Copy out the rows below word for word, from the line containing "Phrase -- foggy sky" through the line containing "(1312, 498)".
** start Dataset records **
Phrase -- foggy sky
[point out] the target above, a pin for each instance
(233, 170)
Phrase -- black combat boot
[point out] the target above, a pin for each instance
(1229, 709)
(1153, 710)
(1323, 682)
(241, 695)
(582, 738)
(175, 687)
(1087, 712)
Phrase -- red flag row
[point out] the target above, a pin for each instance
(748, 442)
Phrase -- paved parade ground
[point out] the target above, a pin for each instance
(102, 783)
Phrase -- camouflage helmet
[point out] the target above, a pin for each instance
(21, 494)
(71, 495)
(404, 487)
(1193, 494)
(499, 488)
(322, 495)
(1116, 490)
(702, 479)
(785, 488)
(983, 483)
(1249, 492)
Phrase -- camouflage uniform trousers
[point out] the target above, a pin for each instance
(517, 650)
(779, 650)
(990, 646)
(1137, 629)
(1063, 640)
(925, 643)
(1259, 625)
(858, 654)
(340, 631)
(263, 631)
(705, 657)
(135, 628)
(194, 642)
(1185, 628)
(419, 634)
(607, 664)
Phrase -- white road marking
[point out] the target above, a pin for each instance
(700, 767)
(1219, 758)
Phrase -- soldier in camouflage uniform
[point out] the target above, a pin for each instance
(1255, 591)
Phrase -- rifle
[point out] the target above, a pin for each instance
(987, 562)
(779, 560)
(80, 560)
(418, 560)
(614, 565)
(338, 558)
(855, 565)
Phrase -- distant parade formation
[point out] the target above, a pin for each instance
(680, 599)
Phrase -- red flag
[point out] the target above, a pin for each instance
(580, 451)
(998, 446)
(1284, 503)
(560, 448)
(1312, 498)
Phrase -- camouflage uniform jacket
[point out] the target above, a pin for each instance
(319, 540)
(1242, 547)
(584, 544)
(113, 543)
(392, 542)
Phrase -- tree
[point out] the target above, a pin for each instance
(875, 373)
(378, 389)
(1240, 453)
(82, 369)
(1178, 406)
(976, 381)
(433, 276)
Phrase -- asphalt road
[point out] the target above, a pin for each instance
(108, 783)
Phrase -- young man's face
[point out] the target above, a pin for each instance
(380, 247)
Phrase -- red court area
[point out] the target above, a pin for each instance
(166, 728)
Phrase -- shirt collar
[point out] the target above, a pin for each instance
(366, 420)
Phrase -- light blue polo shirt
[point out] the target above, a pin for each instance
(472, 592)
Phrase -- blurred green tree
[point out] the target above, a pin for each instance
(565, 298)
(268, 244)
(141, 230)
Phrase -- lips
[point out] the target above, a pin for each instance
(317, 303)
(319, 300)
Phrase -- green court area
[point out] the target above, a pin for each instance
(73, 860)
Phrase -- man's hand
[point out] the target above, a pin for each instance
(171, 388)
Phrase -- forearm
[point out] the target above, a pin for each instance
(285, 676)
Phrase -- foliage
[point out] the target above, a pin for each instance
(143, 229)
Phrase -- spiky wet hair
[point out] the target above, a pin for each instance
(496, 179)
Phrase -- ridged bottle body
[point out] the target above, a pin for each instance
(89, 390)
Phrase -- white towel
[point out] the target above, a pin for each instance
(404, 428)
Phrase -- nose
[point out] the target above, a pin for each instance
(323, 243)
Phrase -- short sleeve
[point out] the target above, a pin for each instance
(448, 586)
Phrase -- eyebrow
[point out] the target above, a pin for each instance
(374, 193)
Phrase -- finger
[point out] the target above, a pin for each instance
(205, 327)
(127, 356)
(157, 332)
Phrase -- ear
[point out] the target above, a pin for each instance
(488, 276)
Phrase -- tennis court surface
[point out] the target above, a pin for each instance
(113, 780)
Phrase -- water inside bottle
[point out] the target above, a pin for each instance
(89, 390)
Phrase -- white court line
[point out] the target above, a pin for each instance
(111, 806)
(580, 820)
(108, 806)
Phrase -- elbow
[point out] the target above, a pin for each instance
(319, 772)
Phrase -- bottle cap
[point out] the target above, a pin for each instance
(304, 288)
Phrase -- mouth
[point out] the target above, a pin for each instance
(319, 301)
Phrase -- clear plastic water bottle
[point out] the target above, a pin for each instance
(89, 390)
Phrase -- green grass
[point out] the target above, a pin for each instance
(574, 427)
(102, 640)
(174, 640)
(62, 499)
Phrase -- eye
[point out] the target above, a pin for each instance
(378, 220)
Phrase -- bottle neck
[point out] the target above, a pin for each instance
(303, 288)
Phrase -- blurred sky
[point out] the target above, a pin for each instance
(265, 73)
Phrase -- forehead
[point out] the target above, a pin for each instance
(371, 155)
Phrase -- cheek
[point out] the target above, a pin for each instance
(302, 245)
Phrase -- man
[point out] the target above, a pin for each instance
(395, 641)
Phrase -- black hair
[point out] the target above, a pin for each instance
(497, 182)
** end Dataset records **
** start Dataset records **
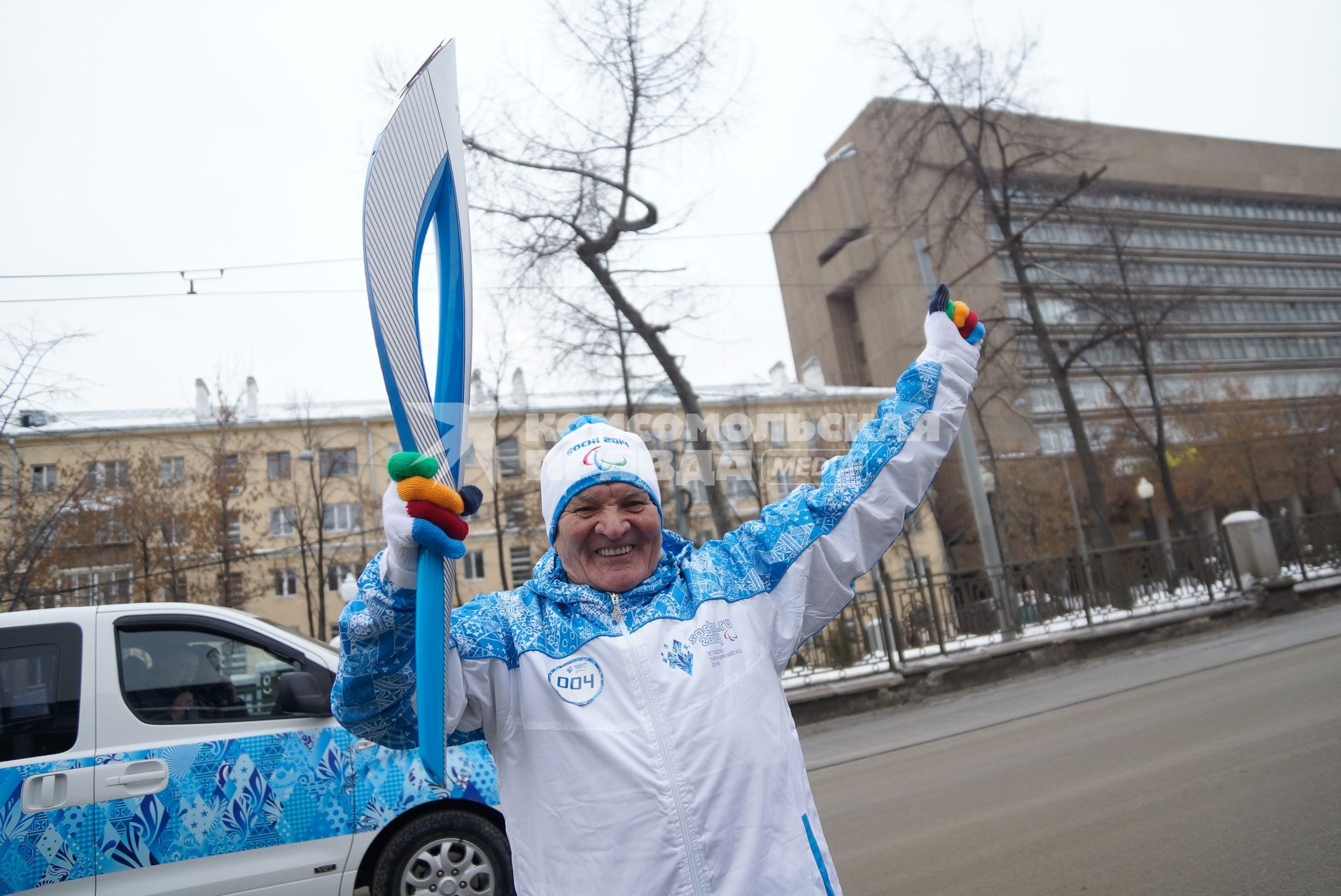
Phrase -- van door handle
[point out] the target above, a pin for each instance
** end Dataset records **
Expected answer:
Phrase -- foggy sky
[point out] the target above, a pin for each instance
(233, 170)
Phrase -- black combat boot
[point out] the target above, a pin for each instance
(1229, 709)
(1153, 710)
(1323, 682)
(241, 695)
(582, 738)
(175, 687)
(1087, 712)
Phrase -- red flag row
[point out] the target above, a pin for each instance
(748, 442)
Phrase -- paved parade ground
[point out] the target above, a pin for each instance
(102, 783)
Phrase -- camouflage helmet
[point out] the target above, a pin for each instance
(21, 494)
(71, 495)
(404, 487)
(1193, 494)
(499, 488)
(322, 495)
(1116, 490)
(702, 479)
(785, 488)
(983, 483)
(1249, 492)
Phrase -- camouflage uniform trousers
[point out] the target above, a pin for each instance
(517, 650)
(779, 650)
(990, 646)
(1137, 629)
(1063, 640)
(925, 643)
(1259, 625)
(858, 654)
(340, 631)
(263, 631)
(705, 657)
(135, 628)
(194, 642)
(1185, 628)
(419, 634)
(607, 664)
Phrase -- white road marking
[point out] the target above, a pin for each instance
(700, 767)
(1219, 758)
Phrase -- soldier in camouflage uniform
[point out] the target above, a pin for each instance
(1255, 591)
Phrase -- rifle
[point out] the target above, a pin for each instance
(987, 562)
(779, 560)
(80, 560)
(418, 560)
(614, 565)
(338, 558)
(855, 565)
Phrase -- distant parade formation
[point out] the target above, a pin for each instance
(680, 599)
Phrase -- red flag
[point out] the target above, a pin for each instance
(580, 451)
(998, 446)
(1284, 503)
(560, 448)
(1312, 498)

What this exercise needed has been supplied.